··· DATASET RECORDS

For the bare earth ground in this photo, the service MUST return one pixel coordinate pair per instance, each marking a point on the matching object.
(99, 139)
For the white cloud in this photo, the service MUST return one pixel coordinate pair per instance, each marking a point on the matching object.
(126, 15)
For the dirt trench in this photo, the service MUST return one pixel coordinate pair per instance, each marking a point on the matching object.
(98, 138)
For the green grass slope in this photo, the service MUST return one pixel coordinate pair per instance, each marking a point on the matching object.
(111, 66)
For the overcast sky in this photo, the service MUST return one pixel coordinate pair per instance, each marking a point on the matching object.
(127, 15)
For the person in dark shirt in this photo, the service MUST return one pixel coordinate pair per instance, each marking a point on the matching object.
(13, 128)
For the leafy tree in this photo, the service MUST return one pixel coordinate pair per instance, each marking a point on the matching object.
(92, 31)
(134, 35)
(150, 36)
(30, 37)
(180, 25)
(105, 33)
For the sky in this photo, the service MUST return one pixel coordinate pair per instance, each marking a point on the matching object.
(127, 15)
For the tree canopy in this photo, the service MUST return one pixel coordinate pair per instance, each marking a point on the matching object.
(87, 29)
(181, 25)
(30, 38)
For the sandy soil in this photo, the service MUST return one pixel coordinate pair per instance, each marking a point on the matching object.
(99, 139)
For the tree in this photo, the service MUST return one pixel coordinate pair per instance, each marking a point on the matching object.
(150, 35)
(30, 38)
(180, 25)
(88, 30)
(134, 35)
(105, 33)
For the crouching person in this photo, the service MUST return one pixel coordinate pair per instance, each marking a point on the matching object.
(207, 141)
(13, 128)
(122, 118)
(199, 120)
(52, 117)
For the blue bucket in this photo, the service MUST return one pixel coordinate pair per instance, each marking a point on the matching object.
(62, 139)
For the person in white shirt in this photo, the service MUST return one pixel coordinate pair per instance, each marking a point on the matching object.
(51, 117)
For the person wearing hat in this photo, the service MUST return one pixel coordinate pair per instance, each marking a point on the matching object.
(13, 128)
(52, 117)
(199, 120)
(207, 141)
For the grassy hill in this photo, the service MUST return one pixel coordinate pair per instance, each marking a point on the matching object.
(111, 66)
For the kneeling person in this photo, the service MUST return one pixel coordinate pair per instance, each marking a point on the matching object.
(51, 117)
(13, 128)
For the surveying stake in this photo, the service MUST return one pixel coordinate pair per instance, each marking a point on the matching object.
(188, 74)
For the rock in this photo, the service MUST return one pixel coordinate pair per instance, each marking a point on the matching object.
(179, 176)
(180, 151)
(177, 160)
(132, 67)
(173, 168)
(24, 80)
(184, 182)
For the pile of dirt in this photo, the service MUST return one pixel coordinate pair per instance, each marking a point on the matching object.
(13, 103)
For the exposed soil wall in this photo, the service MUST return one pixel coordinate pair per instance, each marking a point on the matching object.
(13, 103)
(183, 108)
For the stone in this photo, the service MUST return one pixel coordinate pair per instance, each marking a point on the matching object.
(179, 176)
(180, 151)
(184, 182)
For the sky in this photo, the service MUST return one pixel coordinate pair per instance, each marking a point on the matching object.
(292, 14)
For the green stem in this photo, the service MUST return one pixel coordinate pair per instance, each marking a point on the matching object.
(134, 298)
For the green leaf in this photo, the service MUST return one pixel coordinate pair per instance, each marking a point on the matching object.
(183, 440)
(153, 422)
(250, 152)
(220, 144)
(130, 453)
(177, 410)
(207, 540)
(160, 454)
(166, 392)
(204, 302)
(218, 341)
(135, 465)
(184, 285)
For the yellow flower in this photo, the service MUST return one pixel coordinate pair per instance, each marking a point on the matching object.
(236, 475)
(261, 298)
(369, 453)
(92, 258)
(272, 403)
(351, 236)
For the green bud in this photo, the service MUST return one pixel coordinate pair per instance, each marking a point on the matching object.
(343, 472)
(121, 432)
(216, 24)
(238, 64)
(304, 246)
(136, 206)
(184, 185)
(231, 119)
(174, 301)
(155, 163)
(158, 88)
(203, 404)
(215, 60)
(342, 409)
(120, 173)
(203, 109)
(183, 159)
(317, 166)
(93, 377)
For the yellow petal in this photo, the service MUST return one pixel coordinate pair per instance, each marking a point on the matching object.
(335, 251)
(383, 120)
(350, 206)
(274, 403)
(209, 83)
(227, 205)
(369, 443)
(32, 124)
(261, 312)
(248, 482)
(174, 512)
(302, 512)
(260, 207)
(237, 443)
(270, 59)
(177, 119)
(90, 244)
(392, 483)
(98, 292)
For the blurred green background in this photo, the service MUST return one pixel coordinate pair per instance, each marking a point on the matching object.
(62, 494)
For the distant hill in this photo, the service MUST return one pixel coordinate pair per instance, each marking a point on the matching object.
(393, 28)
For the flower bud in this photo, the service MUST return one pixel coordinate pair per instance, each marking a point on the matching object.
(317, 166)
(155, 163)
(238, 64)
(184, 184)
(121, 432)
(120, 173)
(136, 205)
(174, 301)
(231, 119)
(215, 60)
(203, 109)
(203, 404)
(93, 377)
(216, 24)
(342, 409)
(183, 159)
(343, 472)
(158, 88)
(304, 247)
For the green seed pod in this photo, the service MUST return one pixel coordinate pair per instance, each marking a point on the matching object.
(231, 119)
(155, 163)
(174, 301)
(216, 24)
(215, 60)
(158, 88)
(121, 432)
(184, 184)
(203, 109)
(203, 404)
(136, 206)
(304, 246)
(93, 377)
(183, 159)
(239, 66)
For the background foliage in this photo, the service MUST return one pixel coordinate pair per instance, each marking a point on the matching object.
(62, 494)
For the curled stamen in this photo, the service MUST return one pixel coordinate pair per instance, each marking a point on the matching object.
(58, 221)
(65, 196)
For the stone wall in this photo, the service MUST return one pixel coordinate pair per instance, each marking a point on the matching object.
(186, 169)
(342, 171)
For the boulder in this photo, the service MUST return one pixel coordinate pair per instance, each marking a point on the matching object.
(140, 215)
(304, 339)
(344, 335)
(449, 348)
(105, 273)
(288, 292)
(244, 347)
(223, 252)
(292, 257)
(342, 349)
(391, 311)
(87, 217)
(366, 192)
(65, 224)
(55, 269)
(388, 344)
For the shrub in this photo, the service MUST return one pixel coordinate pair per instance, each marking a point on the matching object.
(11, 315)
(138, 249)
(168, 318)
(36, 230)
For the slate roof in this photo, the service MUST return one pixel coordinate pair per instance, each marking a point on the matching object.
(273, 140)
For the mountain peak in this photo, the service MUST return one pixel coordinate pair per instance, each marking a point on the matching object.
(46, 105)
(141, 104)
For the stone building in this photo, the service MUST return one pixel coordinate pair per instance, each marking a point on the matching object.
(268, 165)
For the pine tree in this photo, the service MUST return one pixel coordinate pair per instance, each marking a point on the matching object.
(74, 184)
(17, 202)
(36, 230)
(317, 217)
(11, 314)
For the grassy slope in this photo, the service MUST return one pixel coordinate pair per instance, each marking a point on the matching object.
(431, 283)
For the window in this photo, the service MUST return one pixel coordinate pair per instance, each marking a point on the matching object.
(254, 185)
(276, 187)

······

Exactly as they appear above, transcribe the records in full.

*RESULT OF THE TASK*
For the bare earth ground in this photo, the service MUST return one pixel coordinate pair per instance, each marking a point on the matching object.
(99, 139)
For the white cloud in this photo, the service MUST return one pixel coordinate pair per instance, each marking a point on the matching object.
(126, 15)
For the dirt trench in this photo, the service MUST return one pixel coordinate pair per instance, each marking a point on the matching object.
(98, 138)
For the green grass slope in this photo, the service MUST return one pixel coordinate pair per instance, each marking a point on the matching object.
(111, 66)
For the overcast sky in this photo, the service MUST return one pixel coordinate pair per instance, each marking a point on the matching object.
(127, 15)
For the person in dark shirt in this photo, the service MUST return one pixel coordinate pair per instance, each marking a point on the matching object.
(13, 128)
For the leafy tree in this photo, the service MUST return one pixel coordinate pair per instance, each marking a point on the matching object.
(92, 31)
(134, 35)
(150, 36)
(30, 37)
(180, 25)
(105, 33)
For the sky in this photo, the service MUST return one pixel coordinate pair per instance, each marking a point on the matching object.
(127, 15)
For the tree canopy in this photo, the service MUST return one pixel coordinate pair per instance, each marking a point on the matching object.
(87, 29)
(181, 25)
(30, 38)
For the sandy soil in this photo, the service MUST return one pixel coordinate pair per instance, each marking a point on the matching object.
(99, 139)
For the tree in this photo, the service MUST return one pixel coordinate pair per instance, each marking a point on the matching object.
(150, 35)
(30, 38)
(180, 25)
(88, 30)
(134, 35)
(105, 33)
For the crouching person in this photo, the service MUST return one pixel coordinate pair per instance, each marking a point on the matching object.
(207, 141)
(13, 128)
(122, 118)
(199, 120)
(52, 117)
For the blue bucket in this photo, the service MUST return one pixel coordinate pair per instance, each marking a point on the matching object.
(62, 139)
For the person in white shirt in this photo, the service MUST return one pixel coordinate pair per instance, each marking a point on the matching object.
(51, 117)
For the person wearing hat in this photo, the service MUST return one pixel coordinate pair per instance, each marking a point on the matching object.
(13, 128)
(52, 117)
(199, 120)
(207, 141)
For the grassy hill in this photo, the service MUST return one pixel coordinate pair per instance, each marking a point on the matching object.
(111, 66)
For the kneeling person in this photo, the service MUST return one pixel coordinate pair per instance, each marking a point on the matching object.
(51, 117)
(13, 128)
For the surveying stake in this photo, the service MUST return one pixel coordinate pair per instance, each marking a point on the matching object.
(188, 74)
For the rock in this photo, the service MUST return one pixel coordinate pair per instance, each marking a point on the matching object.
(179, 176)
(180, 151)
(177, 160)
(132, 67)
(173, 168)
(24, 80)
(184, 182)
For the pile of dirt in this photo, the service MUST return one pixel coordinate pair per instance, each marking a point on the matching object.
(13, 103)
For the exposed soil wall in this photo, the service MUST return one pixel coordinate pair per instance, each marking a point on the matching object.
(13, 103)
(183, 108)
For the stone in this photo, the service MUST return one pixel coordinate pair per instance, each marking a point on the matching object.
(179, 176)
(180, 151)
(184, 182)
For the sky in this photo, the service MUST return one pixel coordinate pair per instance, each marking a point on the matching object.
(292, 14)
For the green stem in this photo, the service MUST return one pixel coordinate pair per instance, each marking a point on the matching object.
(134, 298)
For the green leaf in this photo, the service MUST return one pixel coordinate pair per instance, each marking a point on the matching object.
(183, 440)
(153, 422)
(250, 152)
(220, 144)
(130, 453)
(177, 410)
(207, 540)
(160, 454)
(166, 392)
(204, 302)
(218, 341)
(135, 465)
(184, 285)
For the yellow flower in this photo, the service MUST return one pixel coordinate pair per instance, each marking a point on the matching object.
(236, 475)
(261, 298)
(369, 453)
(92, 258)
(272, 403)
(351, 236)
For the green bud in this photo, the service MUST return one pixel coordinate pair per instance, each marking a point on the matching object.
(343, 472)
(121, 432)
(216, 24)
(238, 64)
(304, 246)
(136, 206)
(184, 185)
(231, 119)
(174, 301)
(155, 163)
(158, 88)
(203, 404)
(215, 60)
(342, 409)
(120, 173)
(203, 109)
(183, 159)
(317, 166)
(93, 377)
For the yellow petal in this photo, the service MUST return one pixel coordinate pair per instance, each marking a point on the matching object.
(335, 251)
(383, 120)
(350, 206)
(274, 403)
(209, 83)
(227, 205)
(369, 443)
(32, 124)
(261, 312)
(248, 482)
(174, 512)
(302, 512)
(260, 207)
(237, 443)
(270, 59)
(177, 119)
(90, 244)
(392, 483)
(98, 292)
For the blurred green background in this photo, the service MUST return one pixel coordinate pair per instance, each marking a point on the matching object.
(62, 494)
For the distant hill in this photo, the service MUST return one pixel coordinate pair per instance, each marking a point on the matching object.
(393, 28)
For the flower bud in this photo, the service MUST return one pixel coordinate pair per instance, each marking a point on the matching object.
(317, 166)
(155, 163)
(238, 64)
(184, 184)
(121, 432)
(120, 173)
(136, 205)
(174, 301)
(231, 119)
(215, 60)
(203, 109)
(203, 404)
(93, 377)
(216, 24)
(342, 409)
(183, 159)
(343, 472)
(158, 88)
(304, 247)
For the green seed pod in this photo, the service MUST return one pixel coordinate pair per instance, each marking a point on the matching object.
(231, 119)
(155, 163)
(174, 301)
(216, 24)
(215, 60)
(158, 88)
(121, 432)
(184, 184)
(203, 109)
(203, 404)
(136, 206)
(304, 246)
(93, 377)
(183, 159)
(239, 66)
For the background foliage in this photo, the service MUST return one pixel coordinate pair per instance, each marking a point on the matching object.
(62, 494)
For the curled stamen in this photo, the service MUST return one pixel coordinate pair per instance, each marking a point on the matching object.
(58, 221)
(65, 196)
For the stone wall in this photo, the service MUST return one pixel coordinate pair per instance, each marking a point on the matching object.
(186, 169)
(342, 171)
For the boulder in this photo, the service MUST return one pixel coordinate pair per instance, each marking a point on the matching object.
(140, 215)
(304, 339)
(344, 335)
(449, 348)
(105, 273)
(288, 292)
(244, 347)
(223, 252)
(292, 257)
(342, 349)
(391, 311)
(87, 217)
(366, 192)
(65, 224)
(55, 269)
(388, 344)
For the shrub in this photo, the service MUST return one pixel coordinate pair per instance, each marking a point on the matching object.
(11, 315)
(138, 249)
(168, 318)
(36, 230)
For the slate roof in this photo, the service MUST return one pixel coordinate pair per instance, each marking a point on the matching object.
(273, 140)
For the mountain peak in this photo, the service MUST return one pixel coordinate pair per instance, each marking a point on the matching object.
(46, 105)
(141, 104)
For the stone building in this photo, the service MUST return one pixel coordinate pair per instance, each marking a point on the matching object.
(268, 165)
For the pine tree in this photo, the service MUST return one pixel coordinate pair per instance, each marking a point on the matching object.
(74, 184)
(17, 202)
(36, 230)
(317, 217)
(11, 314)
For the grassy slope in this photo, the service MUST return one pixel coordinate pair per instance, each marking a point on the matching object.
(431, 283)
For the window in this photo, the service MUST return one pixel coordinate pair per instance, each marking a point on the matching object.
(254, 185)
(276, 187)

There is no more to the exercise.